ARTICLE:
--- BEGIN ---

# What Enneagram Types do you Struggle With?



## paradox_conqueror (Jun 19, 2021)

For me, it is E6s and E8s. Both are often 'thinking types' in socionics and the MBTI, and I have a problem with both:

First, with E6s, I find their reasoning to be based entirely on paranoia, fear and worst-case outcomes. They simply could not be more negative. In socionics, they are often typed 'ILI' because of their tendency to forecast worst-case outcomes, but my problem is that they thrive on such a mindset, while I find it suffocating - it is almost unlivable for me to always expect the worst. (They are also not just 'ILI,' as there are plenty of other types that are E6. OTOH, there are a whole bunch of E5 'ILIs' that are not E6s at all...). E6s are also often 'thinking types' because they are skeptics and therefore only see the negative, so they clash with more positive-minded people. But someone E6, especially 6w5, whose reasoning is based entirely on paranoia and negativity is very difficult to deal with - at least for me...

And of course E8s: domineering, tough-minded to the extreme, often having something like a 'vice-grip' over people or certain issues, and, at times, they simply cannot lay-off. They are also 'thinking types,' because they simply do not like emotions and they therefore walk all over everybody else's feelings...


----------



## Miaristan (Nov 5, 2021)

I could say E8s, but especially E1s, because they may be aggressive, inflexible, dogmatic, and judgmental. I can deal with people who have different opinions from me, but I can't deal with those who adamantly refuse to change their mind or accept differences of political views. E1s probably include people from both the left and the right who are so obsessively committed to their ideals that they may be patronizing towards people who dare not thinking like them. For me, everyone no matter its political views can be a healthy person as long as politics doesn't become an obsession for them.

I could also specify that the Type One is by far my least dominant type.


----------



## Squirt (Jun 2, 2017)

--- END ---

DATA PROVIDED:
--- BEGIN ---

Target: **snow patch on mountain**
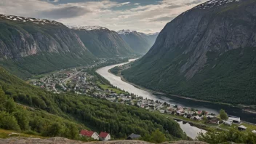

--- END ---

EXERCISE REQUIREMENTS:
**1)** Duplicate the thread on Enneagram types word for word, everything from "And of course" down to "(Nov 5, 2021)".
**2)** Carry the thread on Enneagram types forward, writing the part that comes after its last line.

EXPECTED OUTPUTS:
**1)**
And of course E8s: domineering, tough-minded to the extreme, often having something like a 'vice-grip' over people or certain issues, and, at times, they simply cannot lay-off. They are also 'thinking types,' because they simply do not like emotions and they therefore walk all over everybody else's feelings...


----------



## Miaristan (Nov 5, 2021)

**2)**
Honestly, type 7. Nothing against the type itself, but somehow, folks who are 7’s show certain denial patterns and particular brand of confidence that rubs me the wrong way. Usually, it’s hard to get under my skin, but they crawl under there effortlessly.  I also find the stereotypical “scattered” energy exhausting and/or annoying. This speaks more about me than anyone else, by the way. I mean, I dated a 7 for two years, and my mom is one. 

I relate most to type 1 and type 5 near equally, which is 7’s stress and growth points, respectively. Type 7 is a 1’s point of growth, but the stress point for 5.  Sheds some light on this complicated relationship with 7’s!


----------



## Allostasis (Feb 2, 2021)

I "struggle" (although it's more like they struggle with me) with those who can't adapt to their limitations to do what is necessary. Each type suggests the potential to fail at that.


----------



## ISuckAtTypingMyself (Dec 6, 2021)

1 and 6

my favorites are 9 and 2


----------



## paradox_conqueror (Jun 19, 2021)

A lot of you struggle with E1s. That is a type I simply don't connect with; precise, structured, organized thinking vs. my fuzzy, open-ended reasoning. The two thinking styles just don't go together to me...


----------



## Miaristan (Nov 5, 2021)

paradox_conqueror said:


> A lot of you struggle with E1s. That is a type I simply don't connect with; precise, structured, organized thinking vs. my fuzzy, open-ended reasoning. The two thinking styles just don't go together to me...


Enneagram types correlate a lot with MBTI types and E1s are usually incompatible with Perceiving types such as myself. E1s (who correlate a lot with ISTJ types) could be compatible with INTJs, but much less with INTPs or INFPs.


----------



## Something Awfuln't (Nov 22, 2021)

Allostasis said:


> I "struggle" (although it's more like they struggle with me) with those who can't adapt to their limitations to do what is necessary. Each type suggests the potential to fail at that.


This, this is me.


----------



## paradox_conqueror (Jun 19, 2021)

Miaristan said:


> Enneagram types correlate a lot with MBTI types and E1s are usually incompatible with Perceiving types such as myself. E1s (who correlate a lot with ISTJ types) could be compatible with INTJs, but much less with INTPs or INFPs.


Which is exactly where I am in the spectrum for the MBTI - a strong perceiving type, probably INTP or INFP...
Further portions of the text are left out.